▶ [PAGE EXCERPT]:
= Common Procurement Vocabulary =

The Common Procurement Vocabulary (CPV) has been developed by the European Union to facilitate the processing of invitation to tender published in the Official Journal of the European Union (OJEU) by means of a single classification system to describe the subject matter of public contracts. It was established by Regulation (EC) No 2195/2002 of the European Parliament and of the Council on the Common Procurement Vocabulary (CPV) and amended by European Commission Regulation (EU) No. 213/2008 issued on 28 November 2007.

==Description==
CPV codification consists of a main vocabulary which defines the subject of the contract, and a supplementary vocabulary to add further qualitative information. The main vocabulary is based on a tree structure made up with codes of up to 9 digits (an 8 digit code plus a check digit). This combination of digits is associated with a wording that describes the type of supplies, works or services defining the subject of the contract. A Call for Tender is quite often described by more than one CPV Code, aiming to give a better and more detailed description of the object of the contract. Commercial organisations promoting public contracts to their members or readers generally use CPV codes to identify business sectors likely to be interested in specific tenders, along with NUTS Codes which indicate the country and region within which the contract is to be performed.

▶ [EXERCISE SET]:
1. According to the Common Procurement Vocabulary page, how many digits can a code in the main vocabulary have?
2. List every type of subject matter that the Common Procurement Vocabulary page says the wording attached to a code can describe.
The items have no connection to the Common Procurement Vocabulary page.

▶ [RECORDS PROVIDED]:
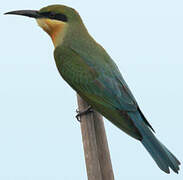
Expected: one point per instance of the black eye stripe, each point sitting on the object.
(53, 15)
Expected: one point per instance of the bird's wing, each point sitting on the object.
(100, 80)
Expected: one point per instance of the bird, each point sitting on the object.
(90, 71)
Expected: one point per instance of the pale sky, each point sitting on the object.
(40, 138)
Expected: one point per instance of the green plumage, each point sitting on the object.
(91, 72)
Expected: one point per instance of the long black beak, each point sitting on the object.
(29, 13)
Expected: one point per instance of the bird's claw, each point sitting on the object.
(85, 111)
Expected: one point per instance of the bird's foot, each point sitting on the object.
(85, 111)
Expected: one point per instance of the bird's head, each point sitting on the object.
(53, 19)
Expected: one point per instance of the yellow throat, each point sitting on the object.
(55, 29)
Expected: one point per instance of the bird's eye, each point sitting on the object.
(51, 15)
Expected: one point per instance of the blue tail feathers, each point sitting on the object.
(162, 156)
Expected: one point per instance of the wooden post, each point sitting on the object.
(97, 157)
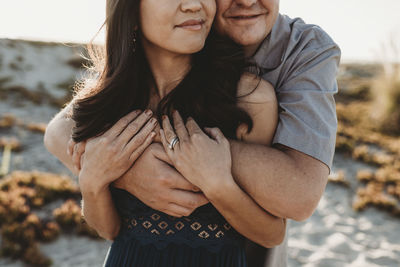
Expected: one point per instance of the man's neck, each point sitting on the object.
(250, 50)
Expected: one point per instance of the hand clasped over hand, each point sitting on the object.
(206, 162)
(110, 155)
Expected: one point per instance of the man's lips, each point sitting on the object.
(245, 16)
(191, 24)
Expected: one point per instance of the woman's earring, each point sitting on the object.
(134, 41)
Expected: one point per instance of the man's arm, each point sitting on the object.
(289, 178)
(292, 182)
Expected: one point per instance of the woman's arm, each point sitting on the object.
(118, 147)
(99, 210)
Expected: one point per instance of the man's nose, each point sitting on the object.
(246, 3)
(191, 5)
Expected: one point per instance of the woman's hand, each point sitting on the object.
(109, 156)
(204, 161)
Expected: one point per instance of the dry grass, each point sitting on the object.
(385, 110)
(21, 194)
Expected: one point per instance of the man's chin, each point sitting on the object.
(248, 40)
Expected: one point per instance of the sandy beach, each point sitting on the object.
(36, 79)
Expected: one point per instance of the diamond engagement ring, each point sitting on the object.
(173, 142)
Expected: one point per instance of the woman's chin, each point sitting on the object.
(190, 48)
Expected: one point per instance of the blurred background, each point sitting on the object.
(357, 221)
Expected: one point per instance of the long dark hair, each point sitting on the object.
(208, 93)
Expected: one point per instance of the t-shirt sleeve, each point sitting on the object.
(307, 117)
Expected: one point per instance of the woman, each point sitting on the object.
(152, 61)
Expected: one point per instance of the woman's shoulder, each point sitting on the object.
(254, 89)
(257, 97)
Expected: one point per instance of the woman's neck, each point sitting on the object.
(168, 68)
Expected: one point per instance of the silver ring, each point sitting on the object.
(173, 142)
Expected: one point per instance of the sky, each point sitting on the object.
(363, 29)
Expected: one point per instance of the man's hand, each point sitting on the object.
(152, 180)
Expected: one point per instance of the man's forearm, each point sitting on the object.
(276, 180)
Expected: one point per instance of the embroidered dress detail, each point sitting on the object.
(152, 238)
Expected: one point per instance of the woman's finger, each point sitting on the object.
(192, 126)
(130, 139)
(180, 127)
(120, 125)
(78, 150)
(70, 147)
(215, 134)
(169, 132)
(133, 127)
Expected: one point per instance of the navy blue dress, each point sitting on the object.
(149, 238)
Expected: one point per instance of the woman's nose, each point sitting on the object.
(245, 3)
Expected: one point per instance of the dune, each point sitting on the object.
(36, 80)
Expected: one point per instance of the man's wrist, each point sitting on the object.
(91, 186)
(214, 191)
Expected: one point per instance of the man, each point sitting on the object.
(288, 179)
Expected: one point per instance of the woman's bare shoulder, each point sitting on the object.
(254, 89)
(257, 97)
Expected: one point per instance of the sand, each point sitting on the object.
(334, 235)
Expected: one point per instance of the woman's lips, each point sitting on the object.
(245, 17)
(192, 24)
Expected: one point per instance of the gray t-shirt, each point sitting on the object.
(301, 62)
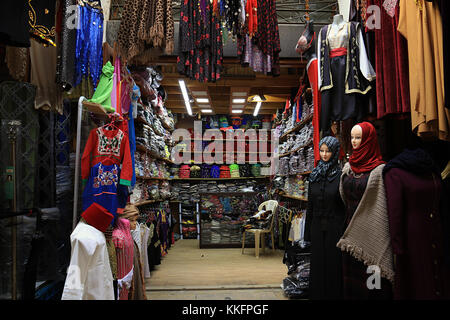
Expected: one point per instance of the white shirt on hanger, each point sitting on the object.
(89, 275)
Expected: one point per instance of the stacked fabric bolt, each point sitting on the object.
(231, 187)
(245, 170)
(212, 186)
(206, 171)
(310, 159)
(184, 172)
(293, 164)
(164, 189)
(265, 170)
(215, 171)
(234, 170)
(224, 172)
(266, 123)
(256, 170)
(174, 171)
(283, 166)
(195, 171)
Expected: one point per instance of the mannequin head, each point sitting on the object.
(325, 153)
(306, 40)
(131, 213)
(328, 166)
(98, 217)
(356, 136)
(366, 153)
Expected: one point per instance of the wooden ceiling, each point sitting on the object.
(235, 78)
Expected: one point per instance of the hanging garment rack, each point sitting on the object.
(99, 110)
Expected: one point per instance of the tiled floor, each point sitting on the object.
(235, 294)
(190, 273)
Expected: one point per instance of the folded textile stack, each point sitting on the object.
(256, 170)
(206, 171)
(215, 171)
(184, 172)
(245, 170)
(224, 172)
(174, 171)
(195, 172)
(294, 164)
(234, 170)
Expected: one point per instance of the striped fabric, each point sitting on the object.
(123, 241)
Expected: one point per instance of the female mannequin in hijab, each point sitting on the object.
(306, 46)
(366, 240)
(324, 223)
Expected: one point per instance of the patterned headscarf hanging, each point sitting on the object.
(330, 168)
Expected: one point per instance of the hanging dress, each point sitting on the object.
(200, 42)
(344, 73)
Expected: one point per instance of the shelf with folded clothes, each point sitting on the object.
(224, 151)
(143, 148)
(95, 108)
(292, 196)
(296, 128)
(295, 150)
(225, 140)
(151, 178)
(142, 120)
(211, 179)
(141, 203)
(295, 174)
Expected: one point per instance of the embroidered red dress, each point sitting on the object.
(108, 147)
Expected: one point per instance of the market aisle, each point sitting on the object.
(188, 272)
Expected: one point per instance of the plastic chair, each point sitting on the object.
(260, 233)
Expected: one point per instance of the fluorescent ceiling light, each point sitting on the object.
(258, 105)
(259, 98)
(185, 96)
(199, 93)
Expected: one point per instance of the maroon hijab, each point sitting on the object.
(367, 156)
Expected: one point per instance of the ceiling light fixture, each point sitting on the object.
(258, 105)
(258, 98)
(185, 96)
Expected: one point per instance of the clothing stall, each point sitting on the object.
(139, 132)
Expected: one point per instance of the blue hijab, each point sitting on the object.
(330, 168)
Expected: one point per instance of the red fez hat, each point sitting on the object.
(98, 217)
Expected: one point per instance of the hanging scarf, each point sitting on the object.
(367, 156)
(330, 168)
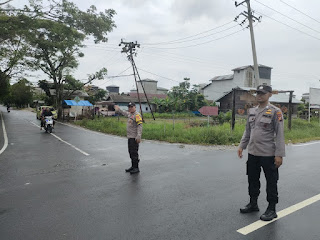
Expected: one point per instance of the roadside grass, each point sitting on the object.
(196, 131)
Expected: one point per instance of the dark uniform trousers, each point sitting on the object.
(133, 148)
(254, 165)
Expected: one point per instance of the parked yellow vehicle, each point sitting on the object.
(41, 109)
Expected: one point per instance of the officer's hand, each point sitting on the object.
(240, 152)
(278, 161)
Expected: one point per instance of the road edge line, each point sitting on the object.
(5, 145)
(259, 224)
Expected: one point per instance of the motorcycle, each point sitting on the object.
(48, 124)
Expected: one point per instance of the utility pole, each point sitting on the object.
(251, 18)
(233, 118)
(130, 49)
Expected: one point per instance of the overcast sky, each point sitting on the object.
(290, 46)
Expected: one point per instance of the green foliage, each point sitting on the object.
(95, 95)
(52, 35)
(223, 117)
(183, 132)
(21, 93)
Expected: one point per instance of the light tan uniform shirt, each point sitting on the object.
(134, 124)
(264, 134)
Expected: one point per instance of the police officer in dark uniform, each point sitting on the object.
(134, 132)
(264, 137)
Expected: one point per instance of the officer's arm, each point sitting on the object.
(279, 131)
(139, 126)
(246, 135)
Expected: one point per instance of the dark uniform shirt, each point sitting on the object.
(264, 134)
(134, 124)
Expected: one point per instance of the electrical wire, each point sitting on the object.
(199, 44)
(288, 26)
(300, 11)
(188, 36)
(288, 17)
(158, 75)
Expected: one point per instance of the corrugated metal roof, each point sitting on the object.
(209, 111)
(223, 77)
(80, 103)
(276, 98)
(245, 67)
(148, 80)
(282, 98)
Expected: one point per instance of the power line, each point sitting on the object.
(191, 36)
(200, 37)
(300, 11)
(194, 45)
(289, 26)
(158, 75)
(288, 17)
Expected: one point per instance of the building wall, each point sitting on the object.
(244, 100)
(217, 88)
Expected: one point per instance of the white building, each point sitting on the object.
(241, 77)
(150, 87)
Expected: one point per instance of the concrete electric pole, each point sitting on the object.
(130, 49)
(251, 18)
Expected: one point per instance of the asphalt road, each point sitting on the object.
(72, 185)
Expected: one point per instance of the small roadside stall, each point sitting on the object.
(76, 109)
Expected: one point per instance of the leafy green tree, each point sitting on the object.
(13, 48)
(55, 36)
(21, 93)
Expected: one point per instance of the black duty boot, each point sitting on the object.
(134, 170)
(250, 207)
(270, 213)
(129, 169)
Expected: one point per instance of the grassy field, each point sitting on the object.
(196, 131)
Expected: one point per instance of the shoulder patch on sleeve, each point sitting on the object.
(138, 119)
(279, 116)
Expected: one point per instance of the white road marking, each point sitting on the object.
(60, 139)
(305, 144)
(4, 135)
(91, 131)
(83, 152)
(259, 224)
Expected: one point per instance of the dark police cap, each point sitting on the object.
(131, 104)
(264, 89)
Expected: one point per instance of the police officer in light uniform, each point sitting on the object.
(264, 138)
(134, 133)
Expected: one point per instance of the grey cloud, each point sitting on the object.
(187, 10)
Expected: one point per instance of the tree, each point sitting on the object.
(21, 93)
(56, 37)
(13, 48)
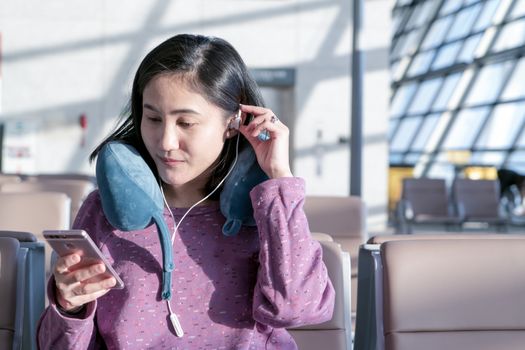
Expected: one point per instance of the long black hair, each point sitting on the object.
(213, 68)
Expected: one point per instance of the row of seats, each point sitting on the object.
(22, 289)
(22, 273)
(54, 210)
(458, 292)
(29, 205)
(427, 202)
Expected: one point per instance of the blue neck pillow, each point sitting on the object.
(235, 202)
(132, 200)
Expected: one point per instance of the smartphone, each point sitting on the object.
(65, 242)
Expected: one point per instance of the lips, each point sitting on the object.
(170, 161)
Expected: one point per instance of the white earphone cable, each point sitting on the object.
(173, 317)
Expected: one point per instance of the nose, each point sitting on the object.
(169, 138)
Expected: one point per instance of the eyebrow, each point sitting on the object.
(175, 111)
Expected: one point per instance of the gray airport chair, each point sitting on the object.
(335, 334)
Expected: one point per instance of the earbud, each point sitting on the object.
(235, 123)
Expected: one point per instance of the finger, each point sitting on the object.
(80, 300)
(88, 272)
(255, 110)
(94, 286)
(64, 263)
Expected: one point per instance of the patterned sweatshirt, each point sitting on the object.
(235, 292)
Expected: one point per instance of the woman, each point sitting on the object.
(228, 292)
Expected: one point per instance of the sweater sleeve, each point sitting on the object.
(57, 331)
(293, 287)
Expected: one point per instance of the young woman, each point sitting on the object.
(235, 292)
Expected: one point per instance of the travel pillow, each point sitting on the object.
(235, 202)
(132, 200)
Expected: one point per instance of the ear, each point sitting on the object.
(234, 125)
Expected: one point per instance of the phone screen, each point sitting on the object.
(65, 242)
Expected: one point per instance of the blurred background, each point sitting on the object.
(373, 91)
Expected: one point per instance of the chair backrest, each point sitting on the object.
(341, 216)
(35, 284)
(394, 294)
(454, 294)
(63, 176)
(335, 334)
(8, 178)
(426, 196)
(477, 198)
(34, 212)
(12, 289)
(76, 189)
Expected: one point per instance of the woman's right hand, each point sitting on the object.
(78, 286)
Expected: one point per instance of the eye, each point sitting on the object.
(185, 124)
(153, 119)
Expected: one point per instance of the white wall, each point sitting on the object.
(65, 58)
(375, 42)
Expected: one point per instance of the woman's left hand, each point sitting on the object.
(273, 154)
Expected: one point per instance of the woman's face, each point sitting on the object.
(182, 131)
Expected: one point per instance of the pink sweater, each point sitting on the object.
(229, 292)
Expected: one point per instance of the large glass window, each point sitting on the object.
(436, 33)
(402, 99)
(512, 35)
(485, 18)
(424, 133)
(502, 126)
(405, 134)
(463, 22)
(471, 57)
(516, 86)
(446, 92)
(447, 55)
(488, 84)
(425, 95)
(465, 128)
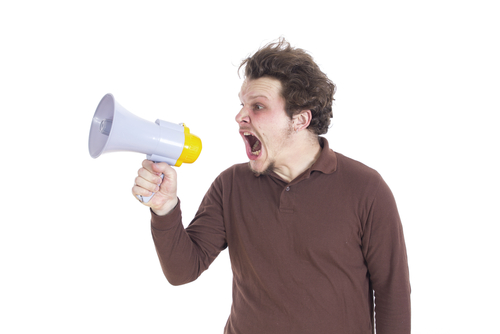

▶ [TASK ANSWERS]:
1. Up to 9 digits: an 8-digit code plus a check digit.

2. Supplies, works, services